SOURCE EXCERPT>
---+---

In the above, Y is the response variable,
X is the independent variable, and K is
the variable containing the desired knots.

Spline fit output is generated.  In addition, the
predicted values (= fitted values)
from the fit are automatically stored in the
variable PRED, and the residuals (= deviations)
are automatically stored in the variable RES.
Both PRED and RES may be used by the analyst
in any fashion (e.g., plotting) for further
examination of the model.

Before accepting the spline model as valid,
it is critically important that the
residuals (= raw data - predicted values)
be examined in detail (this is referred to
as "residual analysis".  For guidance on how to
carry out such model-validation procedures,
revert back 2 menus (enter -2) and select
the menu item dealing with assessing the
goodness of fit of the model.


----------------------------------------------------------

5.4--ASSESSING THE GOODNESS OF FIT OF A MODEL

There are several statistical criteria
that come to bear in determining if the
model we have chosen adequately fits the data--

   o Is the amount of variation left over
     after the fit as small as we expected?
   o If we had replication in the data, is
     our (model-dependent) residual variation comparable to
     our (model-free) replication standard deviation?
   o Are the fitted values about the same as the
     raw data values?
   o Are the residuals free of any functional
     dependency on X or any other variable?
   o Is the variation in the residuals about
     the same over the entire range of X?
   o Are our residuals random in appearance?
   o Are our residuals normally distributed?

These above questions are addressed in the following--

   1. Residual Standard Deviation
   2. Lack of Fit F Tests
   3. Superimposing Raw Data and Fitted Curve
   4. 4-Plot of Residuals
   5. Scatter Plot of Residuals
   6. Lag Plot of Residuals
   7. Histogram of Residuals
   8. Normal Probability Plot of Residuals

Enter 1 to 8 to select a menu item.

---+---

Raw records

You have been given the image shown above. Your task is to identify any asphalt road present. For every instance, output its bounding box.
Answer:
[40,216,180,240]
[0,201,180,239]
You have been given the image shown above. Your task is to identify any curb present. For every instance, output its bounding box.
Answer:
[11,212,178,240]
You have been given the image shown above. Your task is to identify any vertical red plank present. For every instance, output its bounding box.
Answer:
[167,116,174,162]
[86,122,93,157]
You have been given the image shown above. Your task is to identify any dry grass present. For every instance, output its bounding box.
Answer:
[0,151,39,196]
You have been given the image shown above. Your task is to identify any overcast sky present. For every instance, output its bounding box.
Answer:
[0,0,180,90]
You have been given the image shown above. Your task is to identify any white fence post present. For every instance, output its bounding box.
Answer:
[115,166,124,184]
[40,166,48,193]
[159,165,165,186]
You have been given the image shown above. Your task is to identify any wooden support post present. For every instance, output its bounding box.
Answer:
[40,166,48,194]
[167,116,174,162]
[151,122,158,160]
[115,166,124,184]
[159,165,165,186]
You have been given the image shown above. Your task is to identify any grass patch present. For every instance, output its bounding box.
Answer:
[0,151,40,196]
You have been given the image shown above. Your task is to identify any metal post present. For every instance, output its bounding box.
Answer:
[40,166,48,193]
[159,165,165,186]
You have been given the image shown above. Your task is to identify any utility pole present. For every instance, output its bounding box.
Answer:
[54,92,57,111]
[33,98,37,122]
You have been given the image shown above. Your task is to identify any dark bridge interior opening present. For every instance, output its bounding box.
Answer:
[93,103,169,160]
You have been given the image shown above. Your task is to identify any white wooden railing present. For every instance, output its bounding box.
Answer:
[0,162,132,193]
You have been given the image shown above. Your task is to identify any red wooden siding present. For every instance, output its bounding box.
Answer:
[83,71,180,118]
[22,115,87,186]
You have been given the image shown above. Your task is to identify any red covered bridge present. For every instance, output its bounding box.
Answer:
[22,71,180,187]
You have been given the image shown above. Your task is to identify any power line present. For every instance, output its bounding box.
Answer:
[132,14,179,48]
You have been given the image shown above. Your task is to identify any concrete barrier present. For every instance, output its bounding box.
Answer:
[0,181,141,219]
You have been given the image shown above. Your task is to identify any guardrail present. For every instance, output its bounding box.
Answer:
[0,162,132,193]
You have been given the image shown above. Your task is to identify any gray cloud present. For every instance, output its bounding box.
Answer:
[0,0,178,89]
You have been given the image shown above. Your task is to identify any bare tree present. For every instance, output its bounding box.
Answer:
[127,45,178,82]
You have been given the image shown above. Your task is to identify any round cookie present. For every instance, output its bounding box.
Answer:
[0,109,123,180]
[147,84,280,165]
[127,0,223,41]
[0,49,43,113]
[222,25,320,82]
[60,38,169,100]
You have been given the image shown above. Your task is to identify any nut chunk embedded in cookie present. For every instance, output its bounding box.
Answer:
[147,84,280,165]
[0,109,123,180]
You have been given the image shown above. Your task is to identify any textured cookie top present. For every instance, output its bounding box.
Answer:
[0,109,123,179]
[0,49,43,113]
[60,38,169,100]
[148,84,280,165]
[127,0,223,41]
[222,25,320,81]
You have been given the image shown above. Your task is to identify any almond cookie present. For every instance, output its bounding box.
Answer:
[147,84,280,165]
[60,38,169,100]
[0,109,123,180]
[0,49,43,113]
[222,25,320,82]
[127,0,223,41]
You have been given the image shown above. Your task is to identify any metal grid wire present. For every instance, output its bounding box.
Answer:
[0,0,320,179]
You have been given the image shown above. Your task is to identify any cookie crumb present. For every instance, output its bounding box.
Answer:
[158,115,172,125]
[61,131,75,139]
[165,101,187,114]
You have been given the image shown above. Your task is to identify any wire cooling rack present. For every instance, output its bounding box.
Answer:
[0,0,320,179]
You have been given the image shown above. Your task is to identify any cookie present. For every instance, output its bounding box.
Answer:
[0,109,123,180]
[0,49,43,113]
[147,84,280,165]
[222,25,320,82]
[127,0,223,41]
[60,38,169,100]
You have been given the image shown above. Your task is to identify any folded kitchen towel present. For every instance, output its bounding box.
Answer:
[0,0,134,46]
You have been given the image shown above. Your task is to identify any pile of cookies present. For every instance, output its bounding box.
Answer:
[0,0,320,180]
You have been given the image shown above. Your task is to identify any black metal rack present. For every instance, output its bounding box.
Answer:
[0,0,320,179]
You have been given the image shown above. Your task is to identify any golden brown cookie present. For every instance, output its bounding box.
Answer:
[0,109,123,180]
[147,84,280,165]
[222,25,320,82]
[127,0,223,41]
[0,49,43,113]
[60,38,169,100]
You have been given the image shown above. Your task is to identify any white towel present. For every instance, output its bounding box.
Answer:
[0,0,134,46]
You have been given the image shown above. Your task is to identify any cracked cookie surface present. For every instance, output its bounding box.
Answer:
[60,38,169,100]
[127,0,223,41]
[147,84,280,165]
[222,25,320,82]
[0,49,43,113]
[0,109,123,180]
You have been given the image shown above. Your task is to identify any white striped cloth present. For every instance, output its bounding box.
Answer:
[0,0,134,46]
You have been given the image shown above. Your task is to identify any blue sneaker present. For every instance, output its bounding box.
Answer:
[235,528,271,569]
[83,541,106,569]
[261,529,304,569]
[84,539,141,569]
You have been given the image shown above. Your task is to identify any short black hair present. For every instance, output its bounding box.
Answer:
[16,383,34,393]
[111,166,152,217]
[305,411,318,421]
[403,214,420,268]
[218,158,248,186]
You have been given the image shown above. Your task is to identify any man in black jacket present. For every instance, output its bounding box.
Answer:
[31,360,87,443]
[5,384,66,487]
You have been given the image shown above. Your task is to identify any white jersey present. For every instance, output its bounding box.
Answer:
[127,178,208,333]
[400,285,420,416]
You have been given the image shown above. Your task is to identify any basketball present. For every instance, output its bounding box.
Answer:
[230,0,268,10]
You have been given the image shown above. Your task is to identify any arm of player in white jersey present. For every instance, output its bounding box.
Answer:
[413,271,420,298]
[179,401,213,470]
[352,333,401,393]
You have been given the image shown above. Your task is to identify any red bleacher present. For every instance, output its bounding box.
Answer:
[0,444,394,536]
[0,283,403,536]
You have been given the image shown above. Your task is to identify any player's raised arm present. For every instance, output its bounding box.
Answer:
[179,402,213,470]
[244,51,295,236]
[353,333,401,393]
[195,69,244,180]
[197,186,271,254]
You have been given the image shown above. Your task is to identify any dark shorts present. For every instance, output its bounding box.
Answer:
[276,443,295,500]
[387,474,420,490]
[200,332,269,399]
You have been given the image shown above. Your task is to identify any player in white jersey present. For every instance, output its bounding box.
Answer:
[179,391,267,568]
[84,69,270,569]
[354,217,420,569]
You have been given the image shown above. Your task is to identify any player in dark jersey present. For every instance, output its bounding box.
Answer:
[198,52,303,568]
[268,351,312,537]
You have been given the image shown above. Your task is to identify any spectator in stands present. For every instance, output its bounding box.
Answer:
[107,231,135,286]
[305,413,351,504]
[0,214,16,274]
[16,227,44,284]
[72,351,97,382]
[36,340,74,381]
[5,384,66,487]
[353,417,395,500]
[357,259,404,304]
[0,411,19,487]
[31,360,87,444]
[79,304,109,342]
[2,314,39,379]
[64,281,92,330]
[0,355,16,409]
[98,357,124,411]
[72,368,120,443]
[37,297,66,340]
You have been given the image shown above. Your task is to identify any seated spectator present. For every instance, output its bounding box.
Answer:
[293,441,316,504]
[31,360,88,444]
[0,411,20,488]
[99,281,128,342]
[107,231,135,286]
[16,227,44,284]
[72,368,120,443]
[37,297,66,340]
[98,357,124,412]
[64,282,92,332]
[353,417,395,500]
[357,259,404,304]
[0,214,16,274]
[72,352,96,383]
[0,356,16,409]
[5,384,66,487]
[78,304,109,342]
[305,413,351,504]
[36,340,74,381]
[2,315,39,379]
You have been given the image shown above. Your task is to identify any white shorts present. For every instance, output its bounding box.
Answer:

---+---

REQUIREMENTS>
**a.** In the records, swap "bounding box" for "enclosing box" everywhere in the stretch from the line containing "any dark bridge" through the line containing "[127,45,178,82]". Return only those lines, otherwise unchanged.
**b.** Pick up the text on spline fitting and goodness of fit after its last sentence and carry it further.

THE ANSWERS>
**a.**
You have been given the image shown above. Your task is to identify any dark bridge interior opening present. For every instance, output its enclosing box.
Answer:
[93,103,169,160]
You have been given the image shown above. Your task is to identify any white wooden railing present. For every instance, output its enclosing box.
Answer:
[0,162,132,193]
You have been given the image shown above. Your task is to identify any red wooden siding present. For every instance, output its enclosing box.
Answer:
[83,71,180,118]
[22,115,87,186]
You have been given the image shown above. Your task is to identify any red covered bridge present. For every instance, output its enclosing box.
Answer:
[22,71,180,187]
You have been given the image shown above. Your task is to identify any power line present. For every instance, output its enclosing box.
Answer:
[132,14,179,48]
You have been given the image shown above. Your task is to identify any concrete barrier present. For every instance, output its enclosing box.
Answer:
[0,181,141,219]
You have been given the image shown above. Your task is to identify any guardrail present. For every instance, output its enclosing box.
Answer:
[0,162,132,193]
You have been given the image shown above. Your task is to identify any gray cloud present. For every instance, output its enclosing box.
Answer:
[0,0,178,89]
You have been given the image shown above. Your task is to identify any bare tree present. For every instance, output its enclosing box.
Answer:
[127,45,178,82]

**b.**
----------------------------------------------------------

5.4.1--RESIDUAL STANDARD DEVIATION

----------------------------------------------------------

5.4.2--LACK OF FIT F TESTS

----------------------------------------------------------

5.4.3--SUPERIMPOSE RAW DATA AND FITTED CURVE

The superimposed plot of raw data and predicted
values is a convenient graphical technique for
assessing the goodness of a fitted model.
To generate a superimposed plot of the raw data
(in Y) and the predicted values (in PRED)
versus the independent variable (in X),
use the PLOT command, as in

   CHARACTERS X BLANK
   LINES BLANK SOLID
   PLOT Y PRED VERSUS X

(The predicted values from the last fit have
automatically been stored in the DATAPLOT
variable PRED).  The X's on the plot are
the raw data; the solid line is the
predicted values.  For a good fit, the
solid line should overlay the data points
over the entire domain of the data.
Search in particular for regions of poor fit
which indicates that the model is not
adequate over the entire domain.

A more thorough assessment of model adequacy
is obtained via various residual plots.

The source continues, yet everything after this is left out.